TO DO
Pull out every line of the listing below that contains the string "lake", matching case exactly.

-------------------------

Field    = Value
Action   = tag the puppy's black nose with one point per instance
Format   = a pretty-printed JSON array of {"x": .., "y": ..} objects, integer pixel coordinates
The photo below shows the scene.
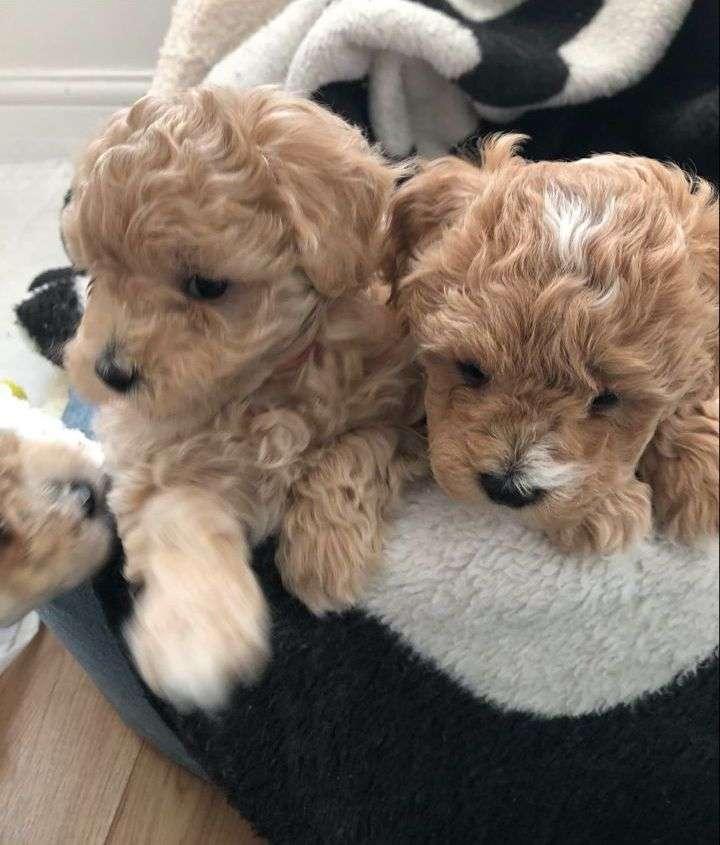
[
  {"x": 85, "y": 497},
  {"x": 113, "y": 374},
  {"x": 507, "y": 490}
]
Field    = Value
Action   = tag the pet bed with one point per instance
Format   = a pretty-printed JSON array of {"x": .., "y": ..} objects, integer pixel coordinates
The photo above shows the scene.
[{"x": 487, "y": 690}]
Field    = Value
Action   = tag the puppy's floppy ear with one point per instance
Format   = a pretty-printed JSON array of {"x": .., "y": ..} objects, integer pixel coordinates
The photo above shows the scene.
[
  {"x": 697, "y": 202},
  {"x": 434, "y": 199},
  {"x": 334, "y": 186}
]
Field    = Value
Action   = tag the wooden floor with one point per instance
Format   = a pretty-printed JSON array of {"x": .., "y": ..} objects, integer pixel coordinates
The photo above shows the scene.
[{"x": 71, "y": 773}]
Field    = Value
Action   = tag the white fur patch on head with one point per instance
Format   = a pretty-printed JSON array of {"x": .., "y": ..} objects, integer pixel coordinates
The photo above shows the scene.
[
  {"x": 573, "y": 225},
  {"x": 539, "y": 470}
]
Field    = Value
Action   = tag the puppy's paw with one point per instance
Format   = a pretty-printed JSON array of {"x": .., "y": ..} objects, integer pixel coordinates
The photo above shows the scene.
[
  {"x": 620, "y": 519},
  {"x": 191, "y": 647}
]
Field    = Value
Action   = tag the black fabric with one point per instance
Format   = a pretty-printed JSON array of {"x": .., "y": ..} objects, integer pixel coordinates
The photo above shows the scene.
[
  {"x": 352, "y": 738},
  {"x": 671, "y": 115}
]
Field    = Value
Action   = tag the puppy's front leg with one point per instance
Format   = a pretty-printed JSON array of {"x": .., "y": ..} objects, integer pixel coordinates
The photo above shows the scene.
[
  {"x": 681, "y": 466},
  {"x": 331, "y": 535},
  {"x": 200, "y": 618}
]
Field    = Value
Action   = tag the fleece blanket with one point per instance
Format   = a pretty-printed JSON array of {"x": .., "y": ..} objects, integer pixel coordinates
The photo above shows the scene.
[
  {"x": 424, "y": 76},
  {"x": 488, "y": 689}
]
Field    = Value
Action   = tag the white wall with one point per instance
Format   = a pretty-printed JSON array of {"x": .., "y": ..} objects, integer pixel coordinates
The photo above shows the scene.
[{"x": 67, "y": 64}]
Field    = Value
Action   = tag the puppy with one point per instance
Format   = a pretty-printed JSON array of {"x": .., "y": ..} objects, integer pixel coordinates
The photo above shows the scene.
[
  {"x": 567, "y": 319},
  {"x": 54, "y": 530},
  {"x": 249, "y": 382}
]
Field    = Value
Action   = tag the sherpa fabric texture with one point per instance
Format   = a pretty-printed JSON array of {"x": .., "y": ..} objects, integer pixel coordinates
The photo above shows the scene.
[
  {"x": 580, "y": 76},
  {"x": 489, "y": 689}
]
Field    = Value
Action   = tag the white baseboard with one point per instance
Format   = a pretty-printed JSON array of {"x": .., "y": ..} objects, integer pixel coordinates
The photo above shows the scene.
[{"x": 50, "y": 114}]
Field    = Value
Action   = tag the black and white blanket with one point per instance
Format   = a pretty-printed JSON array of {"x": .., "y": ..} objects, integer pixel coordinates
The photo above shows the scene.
[
  {"x": 488, "y": 689},
  {"x": 579, "y": 76}
]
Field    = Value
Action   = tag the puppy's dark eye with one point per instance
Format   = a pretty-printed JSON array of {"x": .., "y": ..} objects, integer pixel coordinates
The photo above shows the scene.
[
  {"x": 603, "y": 401},
  {"x": 471, "y": 374},
  {"x": 198, "y": 287}
]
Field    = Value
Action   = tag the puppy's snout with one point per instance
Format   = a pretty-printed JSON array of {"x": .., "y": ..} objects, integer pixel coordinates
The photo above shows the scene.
[
  {"x": 509, "y": 489},
  {"x": 116, "y": 375}
]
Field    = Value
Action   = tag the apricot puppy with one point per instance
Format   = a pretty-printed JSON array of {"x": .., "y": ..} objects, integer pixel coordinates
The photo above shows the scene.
[
  {"x": 567, "y": 317},
  {"x": 54, "y": 530},
  {"x": 249, "y": 382}
]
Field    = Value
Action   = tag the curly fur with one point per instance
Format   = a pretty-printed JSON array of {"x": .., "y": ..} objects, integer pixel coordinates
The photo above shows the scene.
[
  {"x": 48, "y": 543},
  {"x": 289, "y": 404},
  {"x": 561, "y": 281}
]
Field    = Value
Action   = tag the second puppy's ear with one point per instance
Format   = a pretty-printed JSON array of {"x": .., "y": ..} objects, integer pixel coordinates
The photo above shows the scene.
[{"x": 434, "y": 199}]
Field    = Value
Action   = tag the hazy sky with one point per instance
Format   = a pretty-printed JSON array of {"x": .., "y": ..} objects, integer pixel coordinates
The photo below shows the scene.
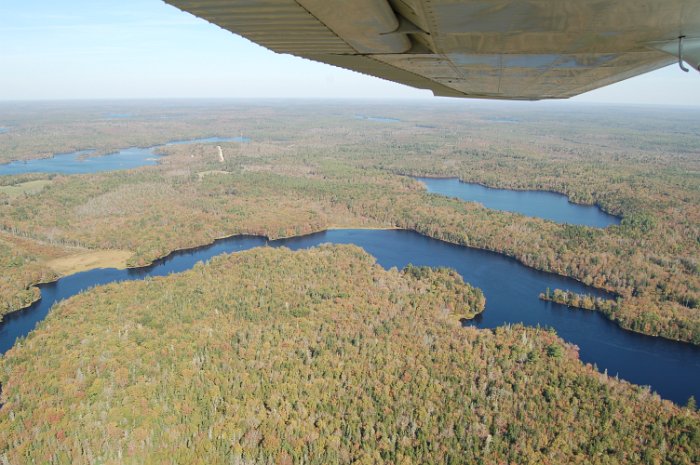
[{"x": 51, "y": 49}]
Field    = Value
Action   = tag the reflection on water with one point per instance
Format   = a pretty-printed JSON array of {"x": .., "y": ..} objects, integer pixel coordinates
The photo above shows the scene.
[
  {"x": 81, "y": 163},
  {"x": 540, "y": 204},
  {"x": 511, "y": 290}
]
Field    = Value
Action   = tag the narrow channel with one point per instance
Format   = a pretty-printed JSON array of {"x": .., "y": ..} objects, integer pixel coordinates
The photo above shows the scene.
[
  {"x": 671, "y": 368},
  {"x": 541, "y": 204}
]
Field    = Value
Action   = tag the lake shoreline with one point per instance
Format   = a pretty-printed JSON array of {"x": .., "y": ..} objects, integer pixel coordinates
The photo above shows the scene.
[
  {"x": 270, "y": 238},
  {"x": 515, "y": 189}
]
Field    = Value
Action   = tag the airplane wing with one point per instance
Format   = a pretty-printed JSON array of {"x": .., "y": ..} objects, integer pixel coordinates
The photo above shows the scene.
[{"x": 504, "y": 49}]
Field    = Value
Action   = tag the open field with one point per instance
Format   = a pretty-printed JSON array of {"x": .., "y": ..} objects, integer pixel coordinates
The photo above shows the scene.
[{"x": 318, "y": 356}]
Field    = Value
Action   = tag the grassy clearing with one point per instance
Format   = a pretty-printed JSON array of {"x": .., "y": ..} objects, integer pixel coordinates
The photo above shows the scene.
[{"x": 84, "y": 261}]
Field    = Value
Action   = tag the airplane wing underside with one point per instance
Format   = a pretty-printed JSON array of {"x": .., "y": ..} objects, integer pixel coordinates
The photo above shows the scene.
[{"x": 507, "y": 49}]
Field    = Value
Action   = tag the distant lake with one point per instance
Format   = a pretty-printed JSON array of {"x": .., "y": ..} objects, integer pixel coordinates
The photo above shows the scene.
[
  {"x": 540, "y": 204},
  {"x": 671, "y": 368},
  {"x": 119, "y": 115},
  {"x": 378, "y": 119},
  {"x": 80, "y": 162}
]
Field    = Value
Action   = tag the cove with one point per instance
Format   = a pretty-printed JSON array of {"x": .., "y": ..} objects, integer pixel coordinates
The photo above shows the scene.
[
  {"x": 81, "y": 163},
  {"x": 671, "y": 368},
  {"x": 541, "y": 204}
]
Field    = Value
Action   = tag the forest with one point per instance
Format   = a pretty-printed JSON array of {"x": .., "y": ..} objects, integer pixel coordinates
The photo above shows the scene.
[
  {"x": 310, "y": 166},
  {"x": 318, "y": 357}
]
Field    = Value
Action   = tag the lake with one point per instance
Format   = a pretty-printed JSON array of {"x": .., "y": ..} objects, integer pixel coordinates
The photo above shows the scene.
[
  {"x": 671, "y": 368},
  {"x": 80, "y": 162},
  {"x": 378, "y": 119},
  {"x": 540, "y": 204}
]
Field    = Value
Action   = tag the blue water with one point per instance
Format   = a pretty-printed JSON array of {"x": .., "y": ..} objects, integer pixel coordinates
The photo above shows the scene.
[
  {"x": 671, "y": 368},
  {"x": 80, "y": 162},
  {"x": 540, "y": 204},
  {"x": 378, "y": 119}
]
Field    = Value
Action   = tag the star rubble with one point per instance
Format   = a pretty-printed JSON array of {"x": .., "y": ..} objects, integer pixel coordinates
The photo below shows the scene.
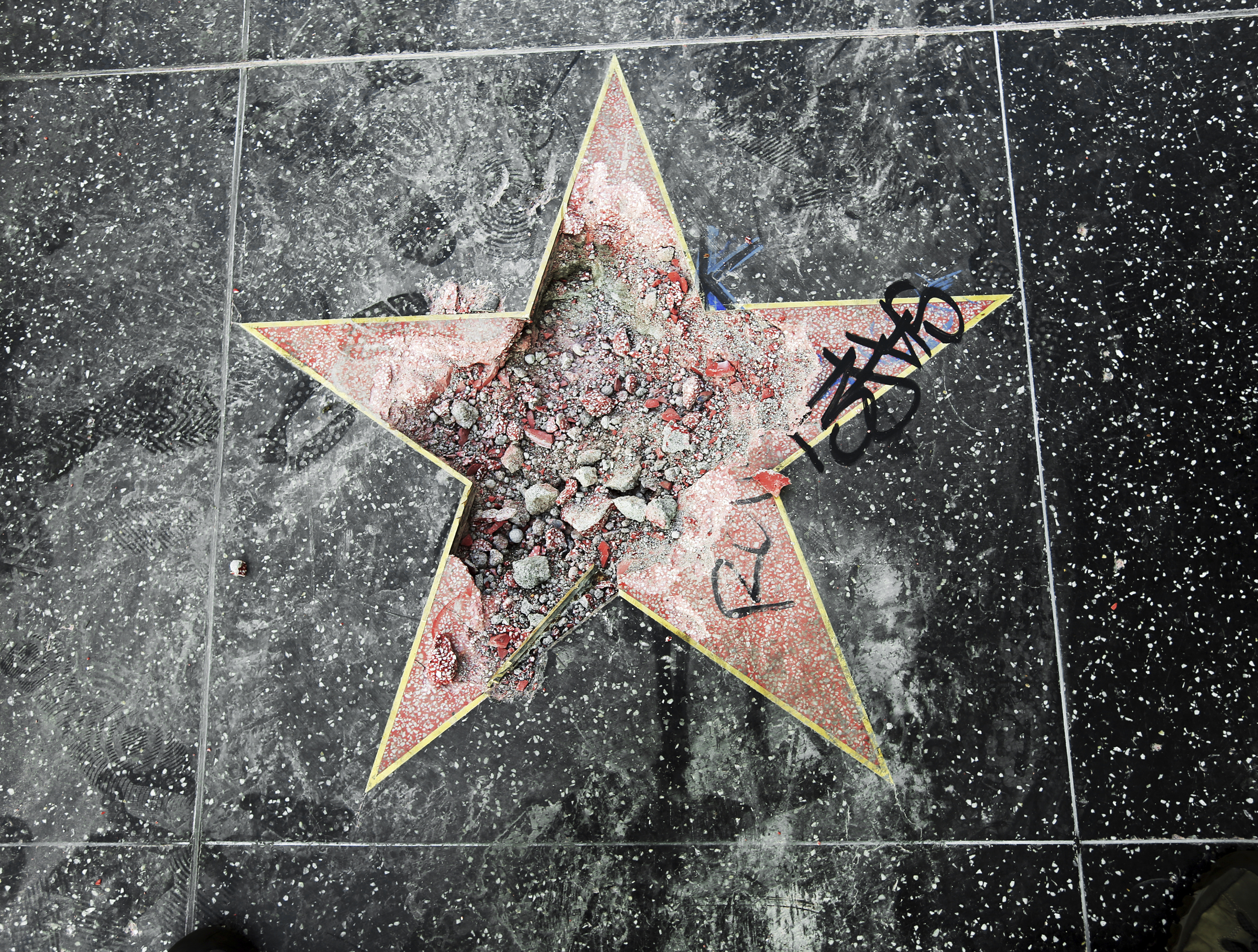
[{"x": 616, "y": 437}]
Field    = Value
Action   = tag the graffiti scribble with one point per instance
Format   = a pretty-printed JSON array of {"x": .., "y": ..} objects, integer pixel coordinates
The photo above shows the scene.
[{"x": 851, "y": 384}]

-------------------------

RESULT OF THE EXERCISE
Action   = tag the lake shoreline with one point per instance
Action   = tag the distant lake with one point per instance
Action   = tag the lake with one point per instance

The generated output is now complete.